» What you need to do:
1. Answer these about the veganism comment thread:
(a) What is the only case Francois says the other side has been able to mount?
(b) Which two things does Francois say are being treated as the moral equivalent of meat-slaughter?
(c) Who does Francois call the real threats?
2. Pick up the veganism comment thread after its last sentence and keep it going.

» Document section:

|---|

Francois Tremblay said...

Here we go with the "unnecessary" again. Un/necessary for WHAT? We've already been through this.

If you support their moral arguments, then you are in sympathy with Ethical Vegetarianism, even if you still eat meat. So can YOU defend their absurd arguments that meat-slaughter is the moral equivalent of black slavery or the Holocaust?

If you can, then go ahead and make the best case you can, because so far they haven't been able to mount any case at all except "I feel bad about cows" (a point which, apart from being trite, does not justify their position at all). If you can't, then explain to me why you are in sympathy with these people.

Renton Citizen said...

What is so threatening to you about veganism, Francois? Why are you so focused on the superiority of humans over other animals? Why is it so difficult for you to see *any* sort of parallels between things like the Holocaust and meat eating?

I just don't understand how someone could get so wrapped up in defending the consumption of meat, unless a religious or cultural identity were at stake (not that I consider those valid arguments, though).

Lisa J. said...

Francois, I don't think anyone here has insulted you at all. But you take very deep offense at the things we say about our own beliefs. You're making me wonder if you feel guilty for your own love of flesh therefore you're lashing out at us? Like Renton said, what is so threatening to you about veganism? Why does peacefulness bring out such aggression in you?

Francois Tremblay said...

Nice, two people who use the "why are you so offended, do you have something to hide" card at the same time. They say great minds think alike, but petty minds think alike as well.

Somehow in your mind, objecting to these disgusting, immoral arguments is "feeling threatened"? I do not feel threatened by veg*ns, if only because you do not have (yet) the political power to enforce your doctrines. Objecting to outrageous logic is not the same as feeling threatened. But maybe that's a bit too complicated to understand for people who base their lifestyle on emotions instead of evidence and values?

The people who are the real threats are not people like you. The real threats are people who argue for, believe in, and use legitimized force in order to cajole and enforce compliance. And I do not argue with such people: I fight against them. You do not argue with thugs, if only because they won't answer you with anything but more force. That is what they live for.

Until such time as your ilk acquires enough power to be able to enforce compliance with whatever principles you believe in, I will not feel threatened by you. But I will speak up when you try to spread immorality and disguise it as noble emotions. If people like me, who are the minority on such forums, don't speak up, then no one will hear the other side. Someone has to step up and say: "this is a corrupt ideology, this is immoral."

|---|

(Dataset entries)

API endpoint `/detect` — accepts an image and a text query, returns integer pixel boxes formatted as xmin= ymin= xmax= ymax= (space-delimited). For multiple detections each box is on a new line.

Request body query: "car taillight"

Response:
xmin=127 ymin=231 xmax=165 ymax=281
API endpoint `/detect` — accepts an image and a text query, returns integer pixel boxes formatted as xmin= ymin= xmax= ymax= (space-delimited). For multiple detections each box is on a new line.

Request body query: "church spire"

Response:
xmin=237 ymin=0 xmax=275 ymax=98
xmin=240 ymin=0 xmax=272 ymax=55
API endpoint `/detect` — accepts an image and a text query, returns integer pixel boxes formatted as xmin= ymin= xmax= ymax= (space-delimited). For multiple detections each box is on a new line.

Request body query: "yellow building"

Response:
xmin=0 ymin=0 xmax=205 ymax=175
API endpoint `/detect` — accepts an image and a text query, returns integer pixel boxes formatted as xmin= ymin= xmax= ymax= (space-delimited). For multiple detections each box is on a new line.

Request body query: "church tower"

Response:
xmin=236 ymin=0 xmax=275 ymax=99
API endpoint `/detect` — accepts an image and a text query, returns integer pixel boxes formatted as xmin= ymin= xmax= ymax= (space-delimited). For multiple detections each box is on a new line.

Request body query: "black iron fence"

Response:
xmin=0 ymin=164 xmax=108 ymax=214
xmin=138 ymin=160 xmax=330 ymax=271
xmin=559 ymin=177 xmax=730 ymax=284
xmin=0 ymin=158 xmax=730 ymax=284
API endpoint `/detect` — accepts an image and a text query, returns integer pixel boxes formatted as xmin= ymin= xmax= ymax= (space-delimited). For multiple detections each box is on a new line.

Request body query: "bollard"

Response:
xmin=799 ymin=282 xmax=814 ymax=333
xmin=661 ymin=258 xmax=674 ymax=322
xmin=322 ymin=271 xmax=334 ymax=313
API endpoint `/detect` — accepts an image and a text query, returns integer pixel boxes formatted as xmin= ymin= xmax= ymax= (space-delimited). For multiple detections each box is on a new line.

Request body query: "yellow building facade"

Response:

|---|

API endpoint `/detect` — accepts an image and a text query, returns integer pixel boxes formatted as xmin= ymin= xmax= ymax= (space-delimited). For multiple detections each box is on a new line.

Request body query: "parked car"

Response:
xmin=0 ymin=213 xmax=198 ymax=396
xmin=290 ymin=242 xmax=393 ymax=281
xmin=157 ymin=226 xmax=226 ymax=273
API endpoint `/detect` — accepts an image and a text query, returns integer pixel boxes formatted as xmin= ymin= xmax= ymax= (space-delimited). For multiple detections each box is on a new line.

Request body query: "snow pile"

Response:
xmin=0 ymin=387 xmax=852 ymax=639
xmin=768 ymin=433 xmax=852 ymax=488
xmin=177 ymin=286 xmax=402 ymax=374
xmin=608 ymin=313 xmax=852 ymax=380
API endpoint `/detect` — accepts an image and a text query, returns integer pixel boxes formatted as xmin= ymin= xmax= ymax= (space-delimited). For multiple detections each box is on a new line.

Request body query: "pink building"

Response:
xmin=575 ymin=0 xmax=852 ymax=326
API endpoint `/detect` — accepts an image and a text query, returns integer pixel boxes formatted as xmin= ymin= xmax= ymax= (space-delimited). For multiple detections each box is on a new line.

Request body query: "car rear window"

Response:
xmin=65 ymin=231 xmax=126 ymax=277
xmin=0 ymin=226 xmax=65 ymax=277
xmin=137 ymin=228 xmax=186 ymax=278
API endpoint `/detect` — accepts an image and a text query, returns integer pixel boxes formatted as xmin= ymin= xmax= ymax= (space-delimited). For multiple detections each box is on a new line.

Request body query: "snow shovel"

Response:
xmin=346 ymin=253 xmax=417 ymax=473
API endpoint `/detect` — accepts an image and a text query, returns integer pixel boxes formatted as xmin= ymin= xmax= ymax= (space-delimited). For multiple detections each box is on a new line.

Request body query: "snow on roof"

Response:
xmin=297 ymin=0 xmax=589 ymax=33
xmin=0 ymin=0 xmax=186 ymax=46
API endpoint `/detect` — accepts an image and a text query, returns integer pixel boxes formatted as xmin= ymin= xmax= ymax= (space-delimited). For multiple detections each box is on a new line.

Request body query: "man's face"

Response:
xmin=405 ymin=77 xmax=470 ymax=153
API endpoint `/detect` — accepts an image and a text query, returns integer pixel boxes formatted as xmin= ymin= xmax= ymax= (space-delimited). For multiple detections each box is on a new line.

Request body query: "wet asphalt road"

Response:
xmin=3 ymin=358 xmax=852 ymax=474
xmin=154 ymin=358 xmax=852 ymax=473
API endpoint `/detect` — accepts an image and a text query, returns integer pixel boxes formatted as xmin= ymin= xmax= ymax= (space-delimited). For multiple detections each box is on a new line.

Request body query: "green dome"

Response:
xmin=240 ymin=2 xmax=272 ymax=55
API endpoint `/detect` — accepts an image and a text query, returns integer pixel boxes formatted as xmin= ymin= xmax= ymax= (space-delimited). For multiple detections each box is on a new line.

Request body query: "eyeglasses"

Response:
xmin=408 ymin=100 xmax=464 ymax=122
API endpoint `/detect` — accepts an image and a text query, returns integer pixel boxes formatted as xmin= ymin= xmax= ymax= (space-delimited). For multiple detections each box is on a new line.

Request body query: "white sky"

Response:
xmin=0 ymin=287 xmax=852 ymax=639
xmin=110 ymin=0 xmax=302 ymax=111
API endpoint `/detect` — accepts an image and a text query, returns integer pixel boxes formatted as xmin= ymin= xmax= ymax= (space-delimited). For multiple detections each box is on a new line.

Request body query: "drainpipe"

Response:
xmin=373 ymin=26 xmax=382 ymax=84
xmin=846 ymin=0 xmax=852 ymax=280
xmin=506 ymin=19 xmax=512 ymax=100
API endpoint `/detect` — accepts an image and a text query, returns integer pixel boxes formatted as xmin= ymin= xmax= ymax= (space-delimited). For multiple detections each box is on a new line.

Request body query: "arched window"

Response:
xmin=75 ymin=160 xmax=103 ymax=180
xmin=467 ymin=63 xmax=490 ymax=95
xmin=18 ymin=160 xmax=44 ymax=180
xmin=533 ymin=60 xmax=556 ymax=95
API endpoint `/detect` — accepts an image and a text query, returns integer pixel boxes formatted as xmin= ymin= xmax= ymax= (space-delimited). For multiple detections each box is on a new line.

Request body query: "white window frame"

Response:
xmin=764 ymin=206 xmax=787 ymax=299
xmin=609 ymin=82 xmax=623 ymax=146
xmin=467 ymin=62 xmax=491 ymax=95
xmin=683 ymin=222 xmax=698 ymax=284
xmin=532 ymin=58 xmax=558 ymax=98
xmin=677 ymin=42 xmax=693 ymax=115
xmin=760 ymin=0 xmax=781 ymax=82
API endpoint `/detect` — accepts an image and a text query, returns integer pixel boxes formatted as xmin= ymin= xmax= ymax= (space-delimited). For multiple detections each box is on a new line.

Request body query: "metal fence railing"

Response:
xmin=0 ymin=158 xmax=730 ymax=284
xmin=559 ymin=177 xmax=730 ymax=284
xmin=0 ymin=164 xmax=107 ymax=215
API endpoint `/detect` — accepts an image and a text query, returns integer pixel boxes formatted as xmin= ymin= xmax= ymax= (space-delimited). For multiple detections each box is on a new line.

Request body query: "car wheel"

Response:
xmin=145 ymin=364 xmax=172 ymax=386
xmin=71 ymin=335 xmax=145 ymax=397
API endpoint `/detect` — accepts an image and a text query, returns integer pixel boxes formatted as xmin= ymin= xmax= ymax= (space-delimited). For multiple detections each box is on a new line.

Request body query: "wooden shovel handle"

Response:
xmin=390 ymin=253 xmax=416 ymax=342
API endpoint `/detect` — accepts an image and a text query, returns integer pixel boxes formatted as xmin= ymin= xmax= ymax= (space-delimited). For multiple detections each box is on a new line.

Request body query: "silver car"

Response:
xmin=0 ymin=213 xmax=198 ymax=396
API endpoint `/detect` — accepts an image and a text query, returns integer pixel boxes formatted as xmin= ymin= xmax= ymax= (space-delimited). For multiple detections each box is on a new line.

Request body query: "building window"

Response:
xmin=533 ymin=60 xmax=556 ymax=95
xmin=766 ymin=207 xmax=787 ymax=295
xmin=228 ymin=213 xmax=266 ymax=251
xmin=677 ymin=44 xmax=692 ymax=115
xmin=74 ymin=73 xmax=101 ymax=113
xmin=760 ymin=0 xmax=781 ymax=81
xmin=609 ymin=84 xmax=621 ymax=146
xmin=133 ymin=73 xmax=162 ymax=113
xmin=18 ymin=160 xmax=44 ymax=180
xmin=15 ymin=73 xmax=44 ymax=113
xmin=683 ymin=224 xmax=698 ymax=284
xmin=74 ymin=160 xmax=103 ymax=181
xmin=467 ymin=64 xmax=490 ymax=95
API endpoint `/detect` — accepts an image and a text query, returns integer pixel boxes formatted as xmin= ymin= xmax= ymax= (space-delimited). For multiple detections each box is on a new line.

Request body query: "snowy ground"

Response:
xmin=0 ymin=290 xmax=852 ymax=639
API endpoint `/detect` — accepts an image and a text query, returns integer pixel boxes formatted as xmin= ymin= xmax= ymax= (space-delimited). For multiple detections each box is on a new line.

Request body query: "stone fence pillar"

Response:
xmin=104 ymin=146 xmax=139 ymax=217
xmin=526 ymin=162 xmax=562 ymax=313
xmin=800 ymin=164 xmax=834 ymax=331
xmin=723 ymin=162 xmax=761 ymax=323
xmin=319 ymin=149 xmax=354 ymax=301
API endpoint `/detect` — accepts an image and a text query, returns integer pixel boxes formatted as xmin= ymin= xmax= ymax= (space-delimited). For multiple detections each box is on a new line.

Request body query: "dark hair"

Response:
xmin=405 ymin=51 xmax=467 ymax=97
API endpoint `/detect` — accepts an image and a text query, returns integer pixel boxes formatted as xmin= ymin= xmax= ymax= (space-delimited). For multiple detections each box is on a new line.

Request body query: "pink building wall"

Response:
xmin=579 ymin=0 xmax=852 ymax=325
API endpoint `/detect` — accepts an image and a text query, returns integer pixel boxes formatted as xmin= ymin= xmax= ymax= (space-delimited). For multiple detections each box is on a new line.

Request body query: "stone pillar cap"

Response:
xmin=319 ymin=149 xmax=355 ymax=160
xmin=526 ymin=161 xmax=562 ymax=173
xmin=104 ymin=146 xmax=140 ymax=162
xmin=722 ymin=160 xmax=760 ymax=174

|---|

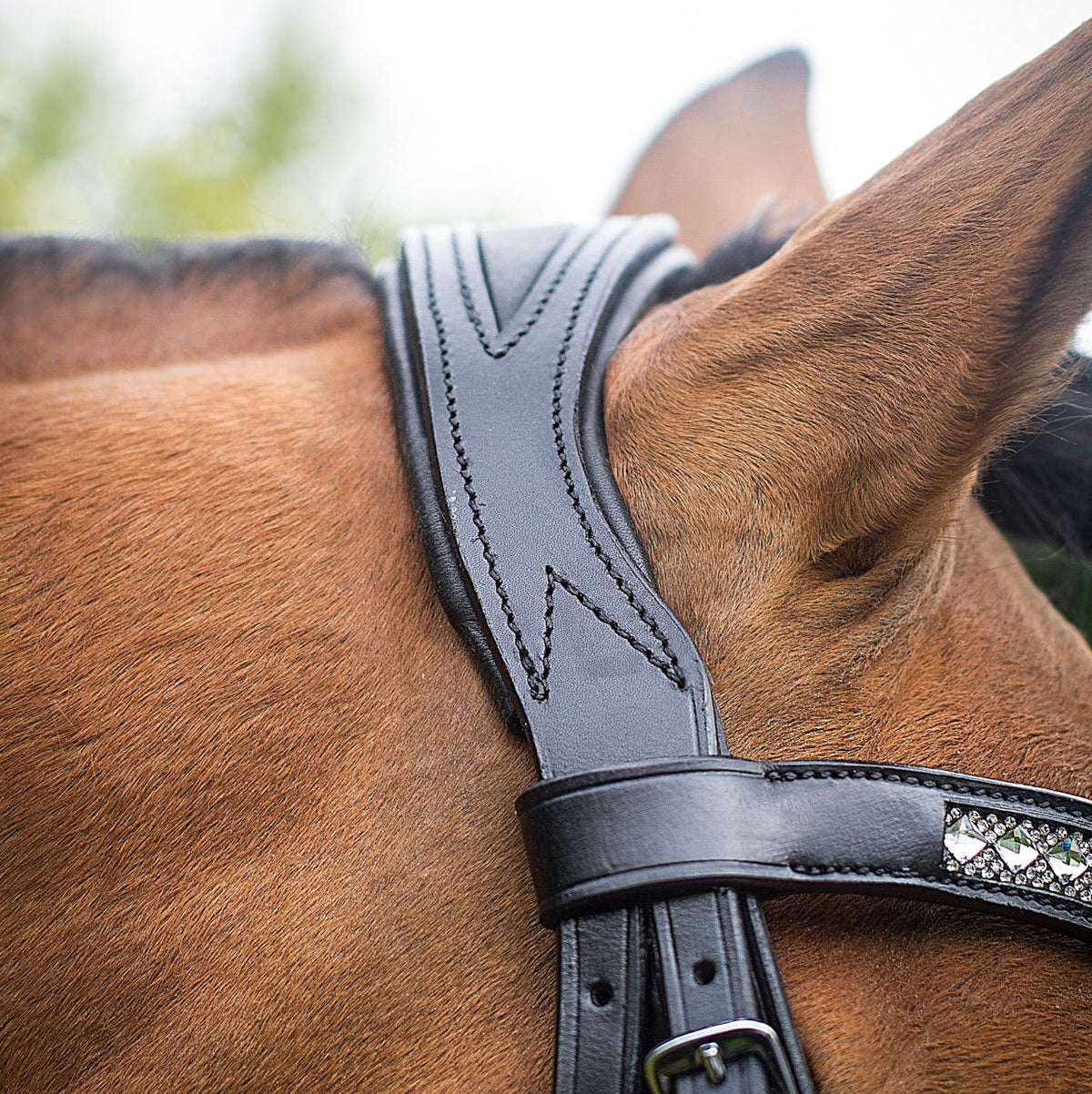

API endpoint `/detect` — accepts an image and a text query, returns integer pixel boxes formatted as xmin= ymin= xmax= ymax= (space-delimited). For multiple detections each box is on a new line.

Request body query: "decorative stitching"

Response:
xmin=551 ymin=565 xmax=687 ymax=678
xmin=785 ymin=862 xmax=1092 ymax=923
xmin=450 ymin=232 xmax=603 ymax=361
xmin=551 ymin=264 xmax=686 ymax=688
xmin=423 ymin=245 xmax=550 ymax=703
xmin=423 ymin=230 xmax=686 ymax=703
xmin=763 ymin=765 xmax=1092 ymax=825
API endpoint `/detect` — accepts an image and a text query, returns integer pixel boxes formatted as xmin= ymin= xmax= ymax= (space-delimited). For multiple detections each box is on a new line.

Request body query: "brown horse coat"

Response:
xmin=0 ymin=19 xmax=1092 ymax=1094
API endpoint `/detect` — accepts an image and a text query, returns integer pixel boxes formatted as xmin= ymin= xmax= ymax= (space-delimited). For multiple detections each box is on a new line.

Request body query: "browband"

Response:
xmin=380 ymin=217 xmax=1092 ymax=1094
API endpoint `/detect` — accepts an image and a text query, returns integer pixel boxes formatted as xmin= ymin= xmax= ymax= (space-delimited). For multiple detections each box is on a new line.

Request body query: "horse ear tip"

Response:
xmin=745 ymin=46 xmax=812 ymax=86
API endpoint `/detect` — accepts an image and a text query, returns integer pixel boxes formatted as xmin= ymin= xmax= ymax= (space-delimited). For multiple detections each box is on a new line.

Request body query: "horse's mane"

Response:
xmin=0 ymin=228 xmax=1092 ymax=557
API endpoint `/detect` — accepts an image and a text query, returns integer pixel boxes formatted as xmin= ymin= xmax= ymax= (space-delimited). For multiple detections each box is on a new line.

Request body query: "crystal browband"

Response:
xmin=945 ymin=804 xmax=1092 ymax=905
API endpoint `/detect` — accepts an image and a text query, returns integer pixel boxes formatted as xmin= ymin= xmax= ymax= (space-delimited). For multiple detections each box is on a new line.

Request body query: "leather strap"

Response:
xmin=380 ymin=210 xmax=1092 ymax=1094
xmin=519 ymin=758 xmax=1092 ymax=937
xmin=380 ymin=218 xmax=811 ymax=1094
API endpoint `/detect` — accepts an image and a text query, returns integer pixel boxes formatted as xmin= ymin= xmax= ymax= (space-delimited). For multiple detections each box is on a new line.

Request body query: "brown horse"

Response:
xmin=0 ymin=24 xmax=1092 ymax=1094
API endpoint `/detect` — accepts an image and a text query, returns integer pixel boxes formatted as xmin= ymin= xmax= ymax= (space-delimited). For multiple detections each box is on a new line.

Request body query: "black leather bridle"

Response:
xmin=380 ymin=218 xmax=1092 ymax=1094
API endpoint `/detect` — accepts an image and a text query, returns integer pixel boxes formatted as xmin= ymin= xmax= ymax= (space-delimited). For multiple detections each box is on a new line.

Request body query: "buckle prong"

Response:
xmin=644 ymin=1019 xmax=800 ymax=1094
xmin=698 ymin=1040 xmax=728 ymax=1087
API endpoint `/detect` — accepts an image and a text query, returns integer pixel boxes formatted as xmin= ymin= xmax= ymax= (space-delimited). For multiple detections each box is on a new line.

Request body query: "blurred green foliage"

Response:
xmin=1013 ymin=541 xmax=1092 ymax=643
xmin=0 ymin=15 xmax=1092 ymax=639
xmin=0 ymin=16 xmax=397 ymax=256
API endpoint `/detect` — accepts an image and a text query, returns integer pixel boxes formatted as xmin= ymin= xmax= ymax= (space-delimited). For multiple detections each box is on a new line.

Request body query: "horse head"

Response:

|---|

» Task results:
1.
(a) "I feel bad about cows."
(b) Black slavery and the Holocaust.
(c) People who argue for, believe in, and use legitimized force in order to cajole and enforce compliance.

2.
Ben said...

I am already kicking myself for jumping back into the mud—I just got cleaned off!—but I feel I must say something:

Francois, your claim that there is no connection, no similarity, no valid analogy to be drawn between examples of obscene human cruelty and what happens routinely on factory farms is untrue.

Do you seriously deny that there are parallels?

In both cases I see innocent beings subjected to horrific, vicious, abominable mistreatment. In both cases I see these innocent beings labeled inferior and placed under the complete control of self-appointed superiors, who feel justified (obliged?) in committing any sick deed they can dream up. In both cases I see madness.

How does this acknowledgement of a simple fact trivialize the horrors of the Holocaust? Or slavery? Or war? Or anything? How does it impugn the humanity or innocence of victims and survivors?

Does it mean that humans are pigs are cows are humans? I understand that this is a line of thinking you find especially abhorrent (and also magnetic—you seem drawn to it). But I don't see how it's relevant. People have suffered (and continue to suffer) within corrupt and cruel insitutions. And so do animals.

Are there really no similarities? I doubt even you believe that.

And I do believe that the gleeful willingness to ignore animal suffering as long as it contributes to the satisfaction of your culinary whims is immoral. What other word can there be for this attitude?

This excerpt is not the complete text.